What is being asked: Please turn every line of the listing below into a Markdown table with the columns "Row" and "Listing line", skipping blank lines and leaving out the pictures.
--- Start Excerpted records ---
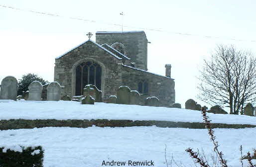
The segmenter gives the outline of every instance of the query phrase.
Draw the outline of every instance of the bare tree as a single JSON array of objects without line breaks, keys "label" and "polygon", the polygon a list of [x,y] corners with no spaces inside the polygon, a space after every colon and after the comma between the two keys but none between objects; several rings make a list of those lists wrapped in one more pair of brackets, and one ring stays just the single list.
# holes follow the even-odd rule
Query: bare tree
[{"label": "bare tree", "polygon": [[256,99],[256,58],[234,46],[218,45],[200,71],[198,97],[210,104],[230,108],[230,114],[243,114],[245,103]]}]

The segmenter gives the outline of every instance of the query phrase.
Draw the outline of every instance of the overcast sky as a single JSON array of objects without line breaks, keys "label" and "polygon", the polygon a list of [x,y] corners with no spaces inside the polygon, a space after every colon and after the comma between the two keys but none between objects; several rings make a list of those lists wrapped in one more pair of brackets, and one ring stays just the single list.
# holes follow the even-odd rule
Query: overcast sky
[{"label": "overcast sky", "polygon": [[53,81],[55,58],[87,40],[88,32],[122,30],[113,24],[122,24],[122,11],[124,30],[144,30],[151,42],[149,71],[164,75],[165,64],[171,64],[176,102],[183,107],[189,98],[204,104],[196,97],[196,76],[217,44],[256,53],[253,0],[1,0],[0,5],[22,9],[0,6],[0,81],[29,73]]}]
--- End Excerpted records ---
Task response:
| Row | Listing line |
|---|---|
| 1 | The segmenter gives the outline of every instance of the query phrase. |
| 2 | Draw the outline of every instance of the bare tree as a single JSON array of objects without line breaks, keys "label" and "polygon", the polygon a list of [x,y] corners with no spaces inside the polygon, a space after every colon and after the comma between the two keys but none between objects; several rings make a list of those lists wrapped in one more pair of brackets, and one ring stays just the single list. |
| 3 | # holes follow the even-odd rule |
| 4 | Query: bare tree |
| 5 | [{"label": "bare tree", "polygon": [[256,99],[256,58],[234,46],[218,45],[200,71],[198,97],[210,104],[230,108],[230,114],[243,114],[245,103]]}] |
| 6 | The segmenter gives the outline of every instance of the query phrase. |
| 7 | Draw the outline of every instance of the overcast sky as a single JSON array of objects without line breaks, keys "label" and "polygon", the polygon a list of [x,y] corners with no spaces inside the polygon, a space after every colon and after the comma between the two keys but none between objects; several rings make a list of those lists wrapped in one more pair of brackets, and one ring stays just the single list. |
| 8 | # holes follow the even-odd rule |
| 9 | Query: overcast sky |
| 10 | [{"label": "overcast sky", "polygon": [[53,81],[55,58],[87,40],[88,32],[122,30],[113,24],[122,24],[122,11],[124,30],[144,30],[151,42],[149,71],[164,75],[165,64],[171,64],[176,102],[183,107],[189,98],[204,104],[196,97],[196,76],[217,44],[256,53],[253,0],[1,0],[0,5],[22,9],[0,6],[0,81],[29,73]]}] |